[Opening SELECTED EXCERPT section]

The media is definitely herd-like. Recently most of the major magazines and newspapers had articles stressing new knowledge about the importance of early experience in the development of cognitive (thinking), intellectual, and social skills. This is really an old tune with simply some updated lyrics. Fifty, even 75 years ago, parents were being taught that a child’s personality was primarily formed by age five. Along the way we came to learn that infants were much more developed at birth than we had thought and were capable of considerable, though very rudimentary, learning in the first days and weeks of life.
Now, scientists have learned to identify the actual areas of the brain where these events are taking place and have revitalized the notion of “critical periods”, i.e., that stimulation is needed at particular times to generate more maximal brain development and the intelligence that a child will come to exhibit. I can already see another round of books on how to raise your infant’s IQ. and games designed to stimulate intelligence. Parental anxiety will go up even more as parents who have so little time to devote to parenting will feel even more guilty and spend the time training their children instead of enjoying them.

[Closing SELECTED EXCERPT section]
[Opening EXCERPTED RECORDS section]

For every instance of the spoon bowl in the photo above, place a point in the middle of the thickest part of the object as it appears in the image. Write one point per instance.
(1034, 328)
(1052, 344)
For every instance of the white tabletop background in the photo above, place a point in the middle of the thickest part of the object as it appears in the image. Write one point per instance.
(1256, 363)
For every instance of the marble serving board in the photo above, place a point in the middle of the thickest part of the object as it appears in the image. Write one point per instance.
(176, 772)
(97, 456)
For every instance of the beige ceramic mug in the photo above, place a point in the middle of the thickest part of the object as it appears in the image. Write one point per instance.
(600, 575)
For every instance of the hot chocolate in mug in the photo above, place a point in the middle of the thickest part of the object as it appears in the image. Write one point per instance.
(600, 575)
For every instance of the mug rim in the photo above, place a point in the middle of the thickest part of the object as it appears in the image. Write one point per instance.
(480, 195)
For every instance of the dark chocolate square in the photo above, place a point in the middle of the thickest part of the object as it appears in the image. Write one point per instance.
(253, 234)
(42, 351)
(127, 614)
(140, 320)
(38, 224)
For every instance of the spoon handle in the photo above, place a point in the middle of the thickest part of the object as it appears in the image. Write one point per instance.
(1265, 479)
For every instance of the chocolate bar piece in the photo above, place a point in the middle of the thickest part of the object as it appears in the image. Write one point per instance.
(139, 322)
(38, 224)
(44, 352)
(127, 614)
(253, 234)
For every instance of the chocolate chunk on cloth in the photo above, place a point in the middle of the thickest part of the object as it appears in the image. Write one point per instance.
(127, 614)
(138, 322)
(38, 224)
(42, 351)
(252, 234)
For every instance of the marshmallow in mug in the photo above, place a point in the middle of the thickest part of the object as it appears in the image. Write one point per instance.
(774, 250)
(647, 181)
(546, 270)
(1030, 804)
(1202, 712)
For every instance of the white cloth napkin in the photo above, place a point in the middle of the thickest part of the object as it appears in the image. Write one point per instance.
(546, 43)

[Closing EXCERPTED RECORDS section]

▸ **ACTIVITY 1**:
In the commentary on early brain development, by what age were parents taught, 50 to 75 years ago, that a child's personality was mostly formed?
▸ **ACTIVITY 2**:
Continue the commentary on early brain development from the point where it stops.

▸ **TASK OUTPUT 1**:
By age five.

▸ **TASK OUTPUT 2**:
Many articles have stressed that if parents don’t talk to and touch their children enough, these children will enter school with limited skills and never catch up. However, there are some very serious misunderstandings here which threaten to distort the joy of parenting and cause more harm than good. For example, some research shows that at age three, children who had heard more words directed to them in parent-child interactions scored higher on standardized tests. It also showed that children of professional parents heard nearly twice as many words as children of working-class parents who, in turn, had heard three times as many words as children of welfare families. The conclusion appears to be that parents must talk to their children as much as possible. But there are at least three significant problems with this conclusion.
We don’t have an acceptable measure of intelligence that predicts life success so do these score differences really matter? How much of the difference is simply the likely higher genetic loading of “intelligence” in the genes of the children of more successful parents? Will the differences in these children persist if they are given strong educational programming over the next several years of their lives?
The importance of talking to, holding, caressing, reading to, and playing silly games with your infants, toddlers, and preschoolers is without question in its value. Not only to stimulate brain development but in forming the kind of parent-child bond that helps very young children to feel secure and in teaching them an awareness of relating to other people in positive ways. However, most parents do this to a sufficient degree. There is no evidence that reading more, playing extra hours of classical music, or starting sports or art classes at earlier ages will produce smarter children or better athletes or artists. The main task is simply to try to provide your child with a range of experiences of moderate intensity and let the child’s natural inclinations take over. In fact, one of the other VERY important tasks of parenting is being tuned in to your child’s innate temperament and to try to fit the stimulation to what your child can tolerate. Shy children need gentle social prodding, tactually sensitive children may need less cuddling, and auditorally sensitive children may need the volume turned down rather than up.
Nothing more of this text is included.